In the records below, find the line that contains "Query: burning vegetation" and the line that contains "Mark each instance of the white cloud". Set down exactly those lines and every line between them, and nothing more.

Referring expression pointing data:
====

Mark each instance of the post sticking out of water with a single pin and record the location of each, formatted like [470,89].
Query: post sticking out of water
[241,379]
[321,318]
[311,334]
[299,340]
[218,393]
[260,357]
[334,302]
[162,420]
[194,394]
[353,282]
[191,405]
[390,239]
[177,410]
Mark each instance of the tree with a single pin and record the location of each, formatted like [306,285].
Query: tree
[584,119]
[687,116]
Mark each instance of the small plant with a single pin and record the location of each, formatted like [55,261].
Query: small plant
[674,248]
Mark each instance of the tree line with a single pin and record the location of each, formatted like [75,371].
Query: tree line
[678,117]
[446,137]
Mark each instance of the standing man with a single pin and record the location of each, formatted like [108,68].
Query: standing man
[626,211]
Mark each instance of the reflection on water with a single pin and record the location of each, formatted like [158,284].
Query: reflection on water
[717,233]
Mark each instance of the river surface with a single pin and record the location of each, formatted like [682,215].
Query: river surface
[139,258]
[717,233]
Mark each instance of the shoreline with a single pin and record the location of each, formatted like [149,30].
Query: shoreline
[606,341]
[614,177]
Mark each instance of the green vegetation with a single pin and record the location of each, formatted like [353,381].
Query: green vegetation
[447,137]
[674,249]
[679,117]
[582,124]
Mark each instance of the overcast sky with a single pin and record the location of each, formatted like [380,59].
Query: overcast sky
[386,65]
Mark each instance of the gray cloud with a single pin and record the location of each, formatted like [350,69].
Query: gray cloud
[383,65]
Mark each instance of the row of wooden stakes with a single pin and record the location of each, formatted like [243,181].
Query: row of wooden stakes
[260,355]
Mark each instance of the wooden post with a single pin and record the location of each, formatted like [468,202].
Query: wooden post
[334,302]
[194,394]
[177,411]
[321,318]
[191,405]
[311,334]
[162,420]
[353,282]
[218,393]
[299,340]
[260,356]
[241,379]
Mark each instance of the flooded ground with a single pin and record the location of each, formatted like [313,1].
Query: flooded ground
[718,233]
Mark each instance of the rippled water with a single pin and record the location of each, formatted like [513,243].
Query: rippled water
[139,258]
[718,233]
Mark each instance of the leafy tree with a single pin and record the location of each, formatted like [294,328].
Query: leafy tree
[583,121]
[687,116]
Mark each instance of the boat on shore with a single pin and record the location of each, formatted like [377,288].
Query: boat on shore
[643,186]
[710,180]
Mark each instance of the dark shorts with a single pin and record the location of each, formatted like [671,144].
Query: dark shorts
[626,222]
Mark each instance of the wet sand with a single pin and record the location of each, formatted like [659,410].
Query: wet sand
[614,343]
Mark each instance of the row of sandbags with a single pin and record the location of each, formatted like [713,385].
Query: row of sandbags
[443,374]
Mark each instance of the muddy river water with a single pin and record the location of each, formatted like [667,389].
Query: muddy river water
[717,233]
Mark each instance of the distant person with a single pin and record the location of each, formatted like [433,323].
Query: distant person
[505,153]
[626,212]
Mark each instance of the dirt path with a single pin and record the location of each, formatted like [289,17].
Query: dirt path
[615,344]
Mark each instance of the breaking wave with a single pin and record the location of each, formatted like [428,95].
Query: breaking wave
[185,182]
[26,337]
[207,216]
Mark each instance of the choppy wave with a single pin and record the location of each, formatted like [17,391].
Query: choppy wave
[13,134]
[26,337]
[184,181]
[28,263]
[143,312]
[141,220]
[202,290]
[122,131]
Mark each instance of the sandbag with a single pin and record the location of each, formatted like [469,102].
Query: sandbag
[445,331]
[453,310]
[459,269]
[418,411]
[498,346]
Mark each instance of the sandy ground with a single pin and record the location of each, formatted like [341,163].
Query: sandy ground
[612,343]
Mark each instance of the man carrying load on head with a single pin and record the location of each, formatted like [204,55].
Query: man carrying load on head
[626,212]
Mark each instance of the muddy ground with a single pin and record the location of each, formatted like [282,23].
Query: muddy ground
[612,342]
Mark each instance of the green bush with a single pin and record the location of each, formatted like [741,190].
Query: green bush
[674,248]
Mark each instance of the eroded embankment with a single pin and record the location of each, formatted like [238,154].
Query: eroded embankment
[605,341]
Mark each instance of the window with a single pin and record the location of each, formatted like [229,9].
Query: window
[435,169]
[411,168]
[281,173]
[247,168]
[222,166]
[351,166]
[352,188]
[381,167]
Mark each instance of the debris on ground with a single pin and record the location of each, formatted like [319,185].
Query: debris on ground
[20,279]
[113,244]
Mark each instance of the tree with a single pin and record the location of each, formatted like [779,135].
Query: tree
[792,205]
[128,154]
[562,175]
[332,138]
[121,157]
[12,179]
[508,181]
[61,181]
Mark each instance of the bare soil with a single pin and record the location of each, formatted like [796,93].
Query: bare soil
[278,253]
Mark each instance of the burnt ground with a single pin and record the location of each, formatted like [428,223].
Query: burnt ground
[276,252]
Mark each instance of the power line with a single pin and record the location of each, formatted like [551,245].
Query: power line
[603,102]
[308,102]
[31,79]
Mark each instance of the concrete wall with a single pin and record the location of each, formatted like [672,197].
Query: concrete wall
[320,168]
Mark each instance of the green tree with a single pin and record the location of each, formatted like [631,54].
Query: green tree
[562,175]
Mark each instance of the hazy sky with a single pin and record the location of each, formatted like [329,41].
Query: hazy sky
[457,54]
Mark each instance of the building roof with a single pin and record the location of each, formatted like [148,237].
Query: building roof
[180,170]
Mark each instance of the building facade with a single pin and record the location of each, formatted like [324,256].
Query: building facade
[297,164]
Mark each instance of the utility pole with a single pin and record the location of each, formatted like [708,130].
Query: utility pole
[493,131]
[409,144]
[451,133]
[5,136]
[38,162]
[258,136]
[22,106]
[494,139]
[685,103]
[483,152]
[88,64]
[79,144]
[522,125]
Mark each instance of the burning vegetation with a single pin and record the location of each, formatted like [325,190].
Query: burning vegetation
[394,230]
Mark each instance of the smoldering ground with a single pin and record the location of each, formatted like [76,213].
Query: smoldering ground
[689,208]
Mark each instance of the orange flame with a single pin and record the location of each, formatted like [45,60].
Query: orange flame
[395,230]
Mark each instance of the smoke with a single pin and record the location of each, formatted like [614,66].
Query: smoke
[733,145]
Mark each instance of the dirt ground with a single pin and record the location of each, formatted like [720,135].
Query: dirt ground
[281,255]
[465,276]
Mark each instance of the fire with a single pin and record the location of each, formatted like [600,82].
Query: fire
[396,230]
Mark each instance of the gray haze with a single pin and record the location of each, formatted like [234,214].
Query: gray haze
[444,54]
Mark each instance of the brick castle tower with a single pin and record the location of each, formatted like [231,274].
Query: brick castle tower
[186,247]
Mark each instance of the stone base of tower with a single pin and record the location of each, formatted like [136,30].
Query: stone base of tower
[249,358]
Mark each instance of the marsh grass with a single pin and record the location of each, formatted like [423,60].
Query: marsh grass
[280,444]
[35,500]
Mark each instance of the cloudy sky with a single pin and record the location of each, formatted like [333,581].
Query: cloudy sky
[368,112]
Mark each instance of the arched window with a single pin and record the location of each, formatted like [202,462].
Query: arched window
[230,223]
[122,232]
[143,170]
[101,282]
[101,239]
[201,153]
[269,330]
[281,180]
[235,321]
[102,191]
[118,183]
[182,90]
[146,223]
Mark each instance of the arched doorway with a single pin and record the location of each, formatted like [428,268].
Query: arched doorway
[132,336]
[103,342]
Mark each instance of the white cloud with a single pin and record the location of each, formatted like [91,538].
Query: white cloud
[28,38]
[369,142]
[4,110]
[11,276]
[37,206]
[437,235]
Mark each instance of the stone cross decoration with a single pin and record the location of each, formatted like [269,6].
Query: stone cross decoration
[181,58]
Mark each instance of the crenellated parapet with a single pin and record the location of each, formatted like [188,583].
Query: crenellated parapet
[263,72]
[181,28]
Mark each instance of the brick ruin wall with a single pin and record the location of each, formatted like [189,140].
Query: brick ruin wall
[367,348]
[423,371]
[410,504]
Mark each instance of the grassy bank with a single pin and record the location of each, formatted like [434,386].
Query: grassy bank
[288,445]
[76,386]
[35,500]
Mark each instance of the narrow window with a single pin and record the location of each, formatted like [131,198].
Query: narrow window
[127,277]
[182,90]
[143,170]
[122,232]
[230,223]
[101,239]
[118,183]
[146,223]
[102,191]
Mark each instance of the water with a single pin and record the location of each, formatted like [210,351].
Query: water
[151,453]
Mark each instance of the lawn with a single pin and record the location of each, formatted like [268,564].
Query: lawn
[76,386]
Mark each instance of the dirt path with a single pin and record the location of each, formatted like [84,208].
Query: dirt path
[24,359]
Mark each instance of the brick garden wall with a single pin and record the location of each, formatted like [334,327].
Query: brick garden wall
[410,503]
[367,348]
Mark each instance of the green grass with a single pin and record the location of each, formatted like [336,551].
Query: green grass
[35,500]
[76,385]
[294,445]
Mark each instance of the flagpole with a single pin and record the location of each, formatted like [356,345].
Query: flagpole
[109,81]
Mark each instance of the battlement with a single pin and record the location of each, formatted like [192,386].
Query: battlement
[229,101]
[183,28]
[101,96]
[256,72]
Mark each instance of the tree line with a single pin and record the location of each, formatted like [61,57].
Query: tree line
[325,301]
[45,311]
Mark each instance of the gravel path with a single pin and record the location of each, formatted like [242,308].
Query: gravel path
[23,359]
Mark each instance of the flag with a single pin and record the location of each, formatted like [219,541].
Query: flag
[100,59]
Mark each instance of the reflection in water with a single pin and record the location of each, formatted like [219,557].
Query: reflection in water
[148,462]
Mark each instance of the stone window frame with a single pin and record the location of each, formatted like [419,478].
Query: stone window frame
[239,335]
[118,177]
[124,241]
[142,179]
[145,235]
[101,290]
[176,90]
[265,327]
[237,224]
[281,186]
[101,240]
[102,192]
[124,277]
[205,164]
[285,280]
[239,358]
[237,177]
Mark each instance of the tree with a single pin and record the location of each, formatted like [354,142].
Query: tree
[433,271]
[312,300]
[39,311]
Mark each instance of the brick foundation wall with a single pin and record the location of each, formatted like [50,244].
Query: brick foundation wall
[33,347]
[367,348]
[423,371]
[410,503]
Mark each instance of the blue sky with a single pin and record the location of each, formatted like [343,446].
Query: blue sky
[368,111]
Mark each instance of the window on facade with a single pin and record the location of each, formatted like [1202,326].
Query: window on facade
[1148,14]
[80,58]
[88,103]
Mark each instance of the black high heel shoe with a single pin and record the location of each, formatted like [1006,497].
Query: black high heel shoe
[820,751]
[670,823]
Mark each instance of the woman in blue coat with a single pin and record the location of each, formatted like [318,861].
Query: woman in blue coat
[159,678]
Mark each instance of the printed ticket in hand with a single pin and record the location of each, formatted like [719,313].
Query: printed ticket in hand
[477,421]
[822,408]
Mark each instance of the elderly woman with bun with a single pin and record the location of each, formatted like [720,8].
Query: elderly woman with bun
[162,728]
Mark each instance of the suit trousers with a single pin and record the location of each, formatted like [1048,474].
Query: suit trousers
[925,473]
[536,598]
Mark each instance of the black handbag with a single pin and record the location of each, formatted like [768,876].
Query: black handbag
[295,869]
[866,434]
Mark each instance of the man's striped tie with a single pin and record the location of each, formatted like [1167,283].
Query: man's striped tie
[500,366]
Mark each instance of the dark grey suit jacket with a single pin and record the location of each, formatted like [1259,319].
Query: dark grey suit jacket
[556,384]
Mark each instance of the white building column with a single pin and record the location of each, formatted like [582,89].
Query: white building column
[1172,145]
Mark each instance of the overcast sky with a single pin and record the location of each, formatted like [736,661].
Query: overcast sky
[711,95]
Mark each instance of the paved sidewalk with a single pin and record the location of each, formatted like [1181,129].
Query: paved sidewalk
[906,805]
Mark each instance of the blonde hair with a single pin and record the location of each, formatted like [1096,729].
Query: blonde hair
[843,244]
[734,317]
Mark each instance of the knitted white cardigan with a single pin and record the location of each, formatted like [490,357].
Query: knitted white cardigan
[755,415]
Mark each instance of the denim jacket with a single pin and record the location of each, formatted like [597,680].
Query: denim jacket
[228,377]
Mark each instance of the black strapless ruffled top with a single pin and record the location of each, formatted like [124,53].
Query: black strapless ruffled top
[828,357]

====

SOLUTION FOR THIS PROBLEM:
Query: burning vegetation
[394,230]
Mark each instance of the smoldering ground with a single pin and record the location of each, formatted like [76,213].
Query: smoldering ground
[689,208]
Mark each instance of the orange flame with a single pin and record the location of each, formatted like [45,60].
Query: orange flame
[395,230]
Mark each instance of the smoke with a single pin and record the location of each, formatted like [614,66].
Query: smoke
[733,145]
Mark each instance of the dirt ground with a single pin and record the location of each, formatted like [720,135].
Query: dirt ground
[281,255]
[465,276]
Mark each instance of the fire with a single pin and record the location of each, formatted like [600,82].
Query: fire
[396,230]
Mark each instance of the gray haze with a single pin and record the location of each, formatted like [234,214].
Query: gray haze
[444,54]
Mark each instance of the brick castle tower with a single pin and record the location of each, formatted like [231,274].
Query: brick castle tower
[186,247]
Mark each instance of the stone base of tower with a single pin and record the location of each, formatted like [136,30].
Query: stone base of tower
[249,358]
Mark each instance of the marsh grass with a single pin and record the location of each, formatted like [423,60].
Query: marsh grass
[280,444]
[35,500]
Mark each instance of the cloudy sky with a single pin and record the location of each, formatted like [333,581].
Query: cloudy sky
[368,112]
Mark each instance of the arched window with a single pin and record the location of each, formatted like [202,462].
Query: arched window
[230,223]
[122,232]
[143,170]
[101,282]
[101,239]
[201,153]
[269,330]
[281,180]
[235,321]
[102,191]
[118,183]
[182,90]
[146,223]
Mark each instance of the arched doorway with a single pin and record the location of each, formatted like [428,268].
Query: arched doorway
[132,336]
[103,342]
Mark each instance of the white cloud with a single pin and record the location of each, formatted like [91,538].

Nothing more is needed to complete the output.